● Directive 1:
Write out the conversion-analysis post word for word, from "I'm trying to" down to "steps in between).".
● Directive 2:
Please list every column defined in the CREATE TABLE statement of the conversion-analysis post.
● Directive 3:
Carry on the conversion-analysis post from the point where it stops.

━━━━━ Text passage

JOIN using MIN() where MIN() is greater than value on left side of join

I'm trying to do some conversion analysis on a load of existing data that we have in a (few) SQL database.
The data strucutre itself is very simple. It's just a list of actors (think user_id) and a name of something they did. It looks like this (there's other data, but that will not be used in this query):
CREATE TABLE views(
project_id integer not null,
name varchar(128) not null,
datetime timestamp not null,
actor varchar(256) not null
)
The goal is standard conversion analysis stuff. Number of people who did action A, then did B, C, D, E etc, and the average time between steps.
For clarity, the funnel steps dictate order, but not exclusivity. For example, a funnel looking for names A, B, C should include an actor who's sequence was B, A, B, D, C (as that contains an A, then later a B, then later a C, even though there are steps in between).
Currently I am querying this table using the following (Each join represents the next step in the conversion funnel):
SELECT count(actor), count(span2), avg(span2), count(span3), avg(span3), count(span4), avg(span4), count(span5), avg (span5)
FROM
(
SELECT e1.actor,
DATEDIFF(SECOND, MIN(e1.datetime), MIN(e2.datetime)) AS span2,
DATEDIFF(SECOND, MIN(e2.datetime), MIN(e3.datetime)) AS span3,
DATEDIFF(SECOND, MIN(e3.datetime), MIN(e4.datetime)) AS span4,
DATEDIFF(SECOND, MIN(e4.datetime), MIN(e5.datetime)) AS span5
FROM views AS e1
LEFT JOIN (SELECT actor, MIN(datetime) as datetime FROM views WHERE name = 'Action 2' group by actor) as e2 ON e1.actor = e2.actor AND e2.datetime > e1.datetime
LEFT JOIN (SELECT actor, MIN(datetime) as datetime FROM views WHERE name = 'Action 3' group by actor) as e3 ON e1.actor = e3.actor AND e3.datetime > e2.datetime
LEFT JOIN (SELECT actor, MIN(datetime) as datetime FROM views WHERE name = 'Action 4' group by actor) as e4 ON e1.actor = e4.actor AND e4.datetime > e3.datetime
LEFT JOIN (SELECT actor, MIN(datetime) as datetime FROM views WHERE name = 'Action 5' group by actor) as e5 ON e1.actor = e5.actor AND e5.datetime > e4.datetime
WHERE e1.project_id = 1 and e1.name = 'Action 1'
GROUP BY e1.actor
) AS aggregates
This is quite fast on the data set (<1s on 10M rows). The problem is that it is not actually the correct result. The sub selected joins are asking for MIN(datetime) each time. If an actor sequence happens in the order B, A, B this will not be counted as MIN(A) is greater than MIN(B).

━━━━━━━━━━
━━━━━ Record extracts

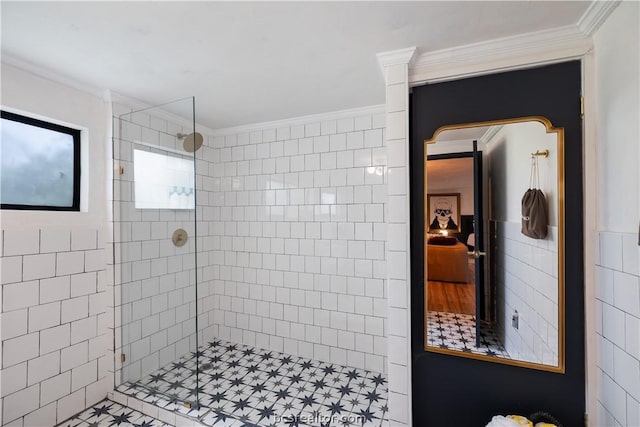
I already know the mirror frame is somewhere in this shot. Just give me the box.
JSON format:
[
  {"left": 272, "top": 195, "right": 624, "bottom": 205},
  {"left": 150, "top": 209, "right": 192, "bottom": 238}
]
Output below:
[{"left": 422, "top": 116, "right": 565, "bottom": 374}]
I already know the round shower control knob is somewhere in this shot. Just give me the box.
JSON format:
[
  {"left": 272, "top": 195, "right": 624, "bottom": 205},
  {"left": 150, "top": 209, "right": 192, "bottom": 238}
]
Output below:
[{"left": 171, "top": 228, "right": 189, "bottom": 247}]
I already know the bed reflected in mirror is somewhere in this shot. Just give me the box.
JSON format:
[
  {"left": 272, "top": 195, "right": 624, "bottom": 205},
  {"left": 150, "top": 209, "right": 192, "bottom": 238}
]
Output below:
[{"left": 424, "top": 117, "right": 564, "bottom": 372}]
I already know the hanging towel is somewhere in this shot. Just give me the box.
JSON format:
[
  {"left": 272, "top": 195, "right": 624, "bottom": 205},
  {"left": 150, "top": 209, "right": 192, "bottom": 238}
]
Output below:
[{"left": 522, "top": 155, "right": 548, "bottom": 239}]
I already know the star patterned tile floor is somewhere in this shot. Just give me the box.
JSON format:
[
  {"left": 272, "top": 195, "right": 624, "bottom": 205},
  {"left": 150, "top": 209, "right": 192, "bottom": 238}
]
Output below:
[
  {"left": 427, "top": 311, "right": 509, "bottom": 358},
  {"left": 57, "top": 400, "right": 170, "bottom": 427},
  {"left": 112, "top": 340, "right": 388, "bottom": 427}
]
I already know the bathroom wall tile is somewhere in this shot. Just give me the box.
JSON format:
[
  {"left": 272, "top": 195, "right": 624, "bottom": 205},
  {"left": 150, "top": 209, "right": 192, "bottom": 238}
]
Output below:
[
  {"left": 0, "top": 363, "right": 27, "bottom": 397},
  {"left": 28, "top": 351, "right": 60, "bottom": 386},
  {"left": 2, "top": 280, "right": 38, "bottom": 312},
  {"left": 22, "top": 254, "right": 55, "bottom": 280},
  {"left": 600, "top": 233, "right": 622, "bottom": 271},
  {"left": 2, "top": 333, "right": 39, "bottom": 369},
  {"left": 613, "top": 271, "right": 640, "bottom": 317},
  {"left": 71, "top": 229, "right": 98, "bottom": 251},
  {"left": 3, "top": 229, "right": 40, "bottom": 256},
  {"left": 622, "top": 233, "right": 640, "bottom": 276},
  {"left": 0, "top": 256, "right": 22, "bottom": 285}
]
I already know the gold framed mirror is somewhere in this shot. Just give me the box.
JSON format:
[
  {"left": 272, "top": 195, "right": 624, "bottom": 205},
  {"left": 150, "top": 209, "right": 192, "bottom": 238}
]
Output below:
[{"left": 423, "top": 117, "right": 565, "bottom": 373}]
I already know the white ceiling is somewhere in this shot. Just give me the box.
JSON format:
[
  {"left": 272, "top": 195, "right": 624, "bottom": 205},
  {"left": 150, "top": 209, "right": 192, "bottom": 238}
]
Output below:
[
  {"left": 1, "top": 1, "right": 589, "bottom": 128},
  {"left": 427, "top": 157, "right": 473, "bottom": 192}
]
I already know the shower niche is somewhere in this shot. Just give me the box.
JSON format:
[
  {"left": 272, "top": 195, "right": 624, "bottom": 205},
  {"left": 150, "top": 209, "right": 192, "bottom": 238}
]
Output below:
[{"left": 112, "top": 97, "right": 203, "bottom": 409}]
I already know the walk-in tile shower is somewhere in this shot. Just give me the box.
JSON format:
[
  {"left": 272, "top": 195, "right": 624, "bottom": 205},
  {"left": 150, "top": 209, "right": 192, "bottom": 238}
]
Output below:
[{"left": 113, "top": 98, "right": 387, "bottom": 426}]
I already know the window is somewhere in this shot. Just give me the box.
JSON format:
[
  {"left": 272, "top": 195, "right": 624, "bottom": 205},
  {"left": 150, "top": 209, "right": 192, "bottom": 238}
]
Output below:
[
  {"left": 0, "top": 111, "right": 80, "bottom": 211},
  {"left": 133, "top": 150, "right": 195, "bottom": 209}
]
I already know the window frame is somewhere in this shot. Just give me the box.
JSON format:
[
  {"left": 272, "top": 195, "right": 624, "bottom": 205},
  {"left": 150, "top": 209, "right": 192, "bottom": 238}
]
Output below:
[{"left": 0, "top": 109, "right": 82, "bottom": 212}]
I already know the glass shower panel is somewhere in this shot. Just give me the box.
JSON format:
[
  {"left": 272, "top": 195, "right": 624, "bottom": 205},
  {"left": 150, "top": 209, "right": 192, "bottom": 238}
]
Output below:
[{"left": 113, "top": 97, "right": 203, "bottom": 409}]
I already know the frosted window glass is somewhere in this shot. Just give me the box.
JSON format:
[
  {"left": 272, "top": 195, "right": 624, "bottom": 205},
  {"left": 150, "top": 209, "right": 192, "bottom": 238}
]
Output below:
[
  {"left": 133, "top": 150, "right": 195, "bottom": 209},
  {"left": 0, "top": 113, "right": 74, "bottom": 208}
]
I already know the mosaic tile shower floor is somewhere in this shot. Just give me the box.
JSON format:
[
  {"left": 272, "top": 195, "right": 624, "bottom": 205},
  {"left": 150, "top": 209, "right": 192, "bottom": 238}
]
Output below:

━━━━━━━━━━

● Written reply 1:
I'm trying to do some conversion analysis on a load of existing data that we have in a (few) SQL database.
The data strucutre itself is very simple. It's just a list of actors (think user_id) and a name of something they did. It looks like this (there's other data, but that will not be used in this query):
CREATE TABLE views(
project_id integer not null,
name varchar(128) not null,
datetime timestamp not null,
actor varchar(256) not null
)
The goal is standard conversion analysis stuff. Number of people who did action A, then did B, C, D, E etc, and the average time between steps.
For clarity, the funnel steps dictate order, but not exclusivity. For example, a funnel looking for names A, B, C should include an actor who's sequence was B, A, B, D, C (as that contains an A, then later a B, then later a C, even though there are steps in between).

● Written reply 2:
project_id, name, datetime, actor

● Written reply 3:
Given a set of actors, who have performed a list of views, I need to check each actor to see if they have performed view A, then later view B, then later view C, regardless of any steps they did in the middle. B, A, B, C qualifies, A, B, B, C qualifies, A, B, Z, C qualifies, A, Z, C does not
To query this "properly" I can remove the MIN(datetime) in the sub joins, and do the MIN() outside the join. This however takes an extremely long time as each row is then joined multiple times for each funnel step (steps are often repeated out of order). The cross product in this case is huge - 21 quadrillion rows says the query planner! (21,666,755,307,950,608). That's obviously no longer a sub 1 second query.
What I want do achieve is a join where the join happens on the MIN value, but where the MIN value is the "MIN value greater than the previous join step". I.e. so for step A to B, the B.datetime is the single MIN B.datetime that is still greater than A.datetime. Something like (not valid SQL!):
....
LEFT JOIN (SELECT actor, datetime FROM views WHERE name = 'Action 2') as e2
ON e1.actor = e2.actor AND e2.datetime > e1.datetime HAVING MIN(e.datetime)
....
Any suggestions on how this can be achieved?
Functions specific to either MySQL or PostgreSQL are fine if suitable.
I would suggest just looking at all transition times. Here is how you can do this in SQL:
SELECT prevName, name, count(*) as NumTransitions,
avg(DATEDIFF(SECOND, "datetime", prevdatetime))
FROM (SELECT e1.actor, "datetime", name,
lag(name) over (partition by actor order by "datetime") as prevName,
lag("datetime") over (partition by actor order by "datetime") as prevDateTime
FROM views AS e1
WHERE e1.project_id = 1
) t
GROUP BY prevName, name;
If you want the number of "actors" for each transition, you can add count(distinct actor).
At first glance I think it is the sql you're using for the inline views that are to blame.
Please try the below. If not could you post some example data and desired results?
SELECT count(actor), count(span2), avg(span2), count(span3), avg(span3), count(span4), avg(span4), count(span5), avg (span5)
FROM
(
SELECT e1.actor,
DATEDIFF(SECOND, MIN(e1.datetime), MIN(e2.datetime)) AS span2,
DATEDIFF(SECOND, MIN(e2.datetime), MIN(e3.datetime)) AS span3,
DATEDIFF(SECOND, MIN(e3.datetime), MIN(e4.datetime)) AS span4,
DATEDIFF(SECOND, MIN(e4.datetime), MIN(e5.datetime)) AS span5
FROM views as e1, views as e2, views as e3, views as e4, views as e5
where e1.actor = e2.actor and e1.actor = e3.actor and e1.actor = e4.actor and e1.actor = e5.actor
and e2.datetime = (select min(x.datetime) from views x where x.name = 'Action 2' and x.actor = e2.actor and x.datetime > e1.datetime)
and e3.datetime = (select min(x.datetime) from views x where x.name = 'Action 3' and x.actor = e3.actor and x.datetime > e2.datetime)
and e4.datetime = (select min(x.datetime) from views x where x.name = 'Action 4' and x.actor = e4.actor and x.datetime > e3.datetime)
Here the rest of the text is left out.